→ **Exercise description**
In the blog post about losing teeth, check whether each statement agrees with it: (a) the dentist visit in St. Louis is set for February 27th; (b) the writer plans to pay for the surgery without insurance; (c) the writer had gastric bypass surgery in 2003. For each, answer yes or no and quote the words of the post that decide it.

→ **Selected text**
####
Thursday, February 16, 2012

Losing my teeth

Between the gastric bypass surgery I had in 2003, the meds I'm taking that give me horrid dry mouth, my sleep apnea, and the fact that I'm a long-time mouth breather, my teeth are really starting to fall apart in my mouth. I bit down on a piece yesterday morning that broke off the back right upper molar that is falling apart at this time. I think most of what is left of that tooth is the filling. There's not much at all left of the teeth on the right side of my mouth, upper or lower, past the pre-molars. They've all broken off or been pulled. On the left it's a bit better, but not by much. I have one that had to be pulled, and I have one that is split but still all in my mouth. I feel it wiggling if I bite down just so or if I eat the wrong thing. I'm just waiting for it to fall out.

I see a dentist in St. Louis on February 27th to talk to him about IV sedation surgery to extract all my teeth and put in dentures. It's the only reasonable thing to do. I'm at risk for infection now; my teeth look awful and my breath stinks. It's not healthy and it looks and feels awful. I'm hoping it won't be long before it's done. I hate how it feels. We want to sell and move away from here but we can't do anything until the teeth are done because we need hubby's insurance to get them done. We sure can't afford to do it otherwise. Hopefully we can get it set up, they can do my impressions, and we can get this over with so I can get on with my life not feeling too self-conscious to smile because of my broken and rotting teeth.

I'm struggling this week with fatigue and not having the energy to exercise in spite of the fact that I know I need it. I just don't have any energy. It's pretty frustrating.

I don't want to be sick any more. I'm done.

1 comment:

Matt5verse6 said...

Hi there. I found your blog through the Blog Train. Wishing you all the best.
####
→ **Input data**

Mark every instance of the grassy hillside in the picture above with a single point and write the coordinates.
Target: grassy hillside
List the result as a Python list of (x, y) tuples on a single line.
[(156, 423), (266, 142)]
####
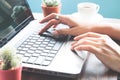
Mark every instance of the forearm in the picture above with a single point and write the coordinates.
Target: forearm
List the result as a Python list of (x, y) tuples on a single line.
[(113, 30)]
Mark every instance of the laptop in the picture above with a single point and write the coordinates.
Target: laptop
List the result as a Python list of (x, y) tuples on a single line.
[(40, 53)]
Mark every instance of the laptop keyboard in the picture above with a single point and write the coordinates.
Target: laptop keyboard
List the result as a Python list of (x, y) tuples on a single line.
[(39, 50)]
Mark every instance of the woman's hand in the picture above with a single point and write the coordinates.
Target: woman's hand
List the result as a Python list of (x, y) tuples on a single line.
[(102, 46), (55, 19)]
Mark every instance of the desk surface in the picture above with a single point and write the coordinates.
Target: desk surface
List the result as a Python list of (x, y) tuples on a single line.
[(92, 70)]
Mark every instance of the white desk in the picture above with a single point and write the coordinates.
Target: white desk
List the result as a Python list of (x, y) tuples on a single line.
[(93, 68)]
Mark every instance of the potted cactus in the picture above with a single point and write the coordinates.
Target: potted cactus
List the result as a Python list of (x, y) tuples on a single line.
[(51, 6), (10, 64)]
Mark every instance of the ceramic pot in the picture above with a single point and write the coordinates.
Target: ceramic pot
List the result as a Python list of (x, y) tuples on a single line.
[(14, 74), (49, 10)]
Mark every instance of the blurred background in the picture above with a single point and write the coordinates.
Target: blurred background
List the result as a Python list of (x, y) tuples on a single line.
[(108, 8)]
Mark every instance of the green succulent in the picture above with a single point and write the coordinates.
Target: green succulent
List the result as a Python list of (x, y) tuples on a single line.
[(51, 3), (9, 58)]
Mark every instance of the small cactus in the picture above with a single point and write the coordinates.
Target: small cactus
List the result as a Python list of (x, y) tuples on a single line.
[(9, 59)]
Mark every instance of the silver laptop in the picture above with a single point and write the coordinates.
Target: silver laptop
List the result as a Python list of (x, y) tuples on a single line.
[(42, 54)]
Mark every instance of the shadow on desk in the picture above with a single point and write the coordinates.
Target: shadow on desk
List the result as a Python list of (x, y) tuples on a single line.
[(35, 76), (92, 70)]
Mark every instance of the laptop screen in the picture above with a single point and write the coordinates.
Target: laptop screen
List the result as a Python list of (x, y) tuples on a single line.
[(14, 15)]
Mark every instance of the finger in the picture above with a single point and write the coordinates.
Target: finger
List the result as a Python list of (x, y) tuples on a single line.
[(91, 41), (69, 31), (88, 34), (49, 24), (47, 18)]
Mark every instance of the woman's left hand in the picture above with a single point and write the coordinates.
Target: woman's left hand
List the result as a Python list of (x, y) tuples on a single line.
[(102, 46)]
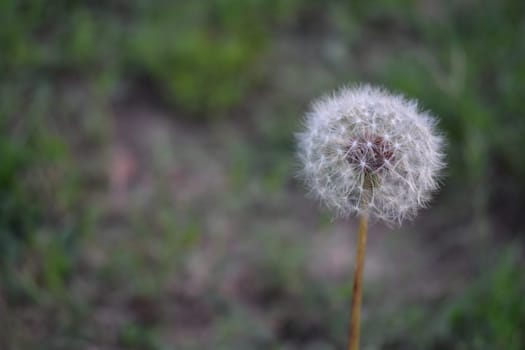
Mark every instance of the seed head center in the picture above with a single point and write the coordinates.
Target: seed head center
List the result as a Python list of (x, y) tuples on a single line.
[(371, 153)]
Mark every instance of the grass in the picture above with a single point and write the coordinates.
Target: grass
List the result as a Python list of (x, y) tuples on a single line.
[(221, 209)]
####
→ **Worked solution**
(a) Yes: "I see a dentist in St. Louis on February 27th"
(b) No: "we need hubby's insurance to get them done. We sure can't afford to do it otherwise."
(c) Yes: "the gastric bypass surgery I had in 2003"